--- Excerpted passage ---
_ _ _ _ _
Summary of discussion on southasia-coins eGroup.
Included an older discussion from NUMISM-L
From: John Sanford
Date: 1998 30 Jan 22:56:45 -0800
I have a few coins that I will be cleaning soon.
As an experiment I tried a couple different methods suggested to me.
1: Ultrasound. It did an excellent job at cleaning the
coin. The crud just fell off but I feel it took a little more off that
I would have liked. The coin came out with shiny spots.
Maybe I kept it in too long I don't know.
2: I placed a coin in olive oil. It has soaked in it for over a month
and not much is coming off (or it is really slow). This stuff is so
hard it looks like it is encased in rock.
Is there a way to speed this process up or do I just have to wait?
From: Tom Kirby
Date: 1998 30 Jan 1998 12:29:00 -0500
I think that ultrasound was discussed here recently, and it was not
recommended, because of the brittleness the metal has acquired over
Olive oil is slow, but pretty safe.
What you may be experiencing is a very thick patina
From: Sue Hazlett
Date: 1998 30 Jan 13:57:30 PST
My son got a bag of roman coins for his birthday that were all
uncleaned. Many of them were really incrusted. He soaked them in olive
oil for 3 months. The lightly encrusted ones cleaned up fairly well.
We tried naval jelly and this cleaned up some other more incrusted
coins. I finally tried a very soft bristled metal wire brush that I use
on skis to polish off the hot wax. It worked great on the coins that we
were ready to throw away as unsalvageable. I dip the coin in olive oil
and then brush lightly, dip again and wipe on a paper towel. I have
been surprised to come up with about half of the coins cleaning up to a
point where they can be attributed. Some are even in F-VF.
_ _ _ _ _
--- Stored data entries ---
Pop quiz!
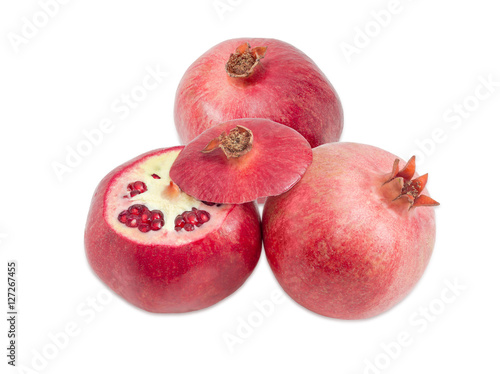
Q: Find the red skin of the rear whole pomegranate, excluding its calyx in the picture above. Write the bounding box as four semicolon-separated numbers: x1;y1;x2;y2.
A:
174;38;343;147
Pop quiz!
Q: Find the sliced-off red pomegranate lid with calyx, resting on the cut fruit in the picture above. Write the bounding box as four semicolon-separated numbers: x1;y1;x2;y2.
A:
170;118;312;204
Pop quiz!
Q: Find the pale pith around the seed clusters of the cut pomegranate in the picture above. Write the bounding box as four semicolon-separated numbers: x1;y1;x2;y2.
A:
105;150;231;245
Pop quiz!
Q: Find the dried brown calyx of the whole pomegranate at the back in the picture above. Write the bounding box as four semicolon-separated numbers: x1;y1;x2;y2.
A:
226;42;267;78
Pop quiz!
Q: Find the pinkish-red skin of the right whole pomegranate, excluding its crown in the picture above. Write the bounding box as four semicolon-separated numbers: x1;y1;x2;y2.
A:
263;143;435;319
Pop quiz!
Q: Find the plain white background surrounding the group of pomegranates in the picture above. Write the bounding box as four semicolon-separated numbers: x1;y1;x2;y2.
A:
0;0;500;374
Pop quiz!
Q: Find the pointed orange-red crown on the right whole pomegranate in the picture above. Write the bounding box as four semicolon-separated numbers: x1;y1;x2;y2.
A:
384;156;439;209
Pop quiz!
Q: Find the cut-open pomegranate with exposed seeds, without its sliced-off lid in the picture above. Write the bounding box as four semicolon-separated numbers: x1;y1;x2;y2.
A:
85;147;261;313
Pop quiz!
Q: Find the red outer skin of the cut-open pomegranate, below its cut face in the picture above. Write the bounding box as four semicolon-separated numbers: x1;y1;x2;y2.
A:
85;147;262;313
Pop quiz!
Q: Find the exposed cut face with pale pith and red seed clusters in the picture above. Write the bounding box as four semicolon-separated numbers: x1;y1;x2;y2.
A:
104;147;232;245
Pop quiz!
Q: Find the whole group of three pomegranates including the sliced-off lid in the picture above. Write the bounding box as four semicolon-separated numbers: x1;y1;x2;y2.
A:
85;39;439;319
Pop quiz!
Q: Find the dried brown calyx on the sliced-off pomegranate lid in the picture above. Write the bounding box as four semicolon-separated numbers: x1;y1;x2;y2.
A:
201;125;253;158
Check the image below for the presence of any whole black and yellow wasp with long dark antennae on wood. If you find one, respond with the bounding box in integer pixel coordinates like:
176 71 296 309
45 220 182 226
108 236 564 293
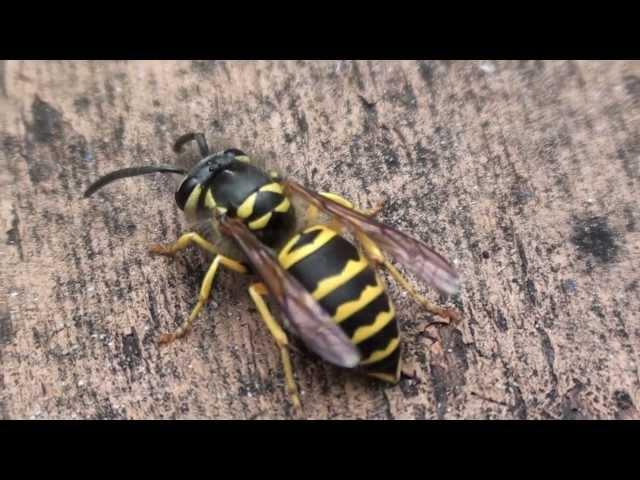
_ _ _ _ _
--- Questions ---
A. Reproduce the coin-cleaning discussion word for word, from "Included an older" up to and including "encased in rock.".
B. Write the next part of the coin-cleaning discussion, picking up after its final sentence.
The material is not required for this work.

--- Responses by task ---
A.
Included an older discussion from NUMISM-L
From: John Sanford
Date: 1998 30 Jan 22:56:45 -0800
I have a few coins that I will be cleaning soon.
As an experiment I tried a couple different methods suggested to me.
1: Ultrasound. It did an excellent job at cleaning the
coin. The crud just fell off but I feel it took a little more off that
I would have liked. The coin came out with shiny spots.
Maybe I kept it in too long I don't know.
2: I placed a coin in olive oil. It has soaked in it for over a month
and not much is coming off (or it is really slow). This stuff is so
hard it looks like it is encased in rock.

B.
However, I have found that in some, but not all cases, the coins come
out very bright. If a coin already has a patina, the brush will not rub
it off. Some coins, especially the later ones, don't seem to have any
patina, though. It is possible that if they were "new" when buried
(sort of like a brand new penny) that they would simply become incrusted
and not acquire a patina? Is there any way to tone down the brightness.
My son actually doesn't care. He really likes the ones that come out
looking like they had been minted a few days ago.
Personally, I enjoy cleaning these coins. It's kind of a neat treasure
hunt. I sometimes wonder though, what the original owner would think if
he knew the next person to see his coins as he did was 1600 years and
half a world away!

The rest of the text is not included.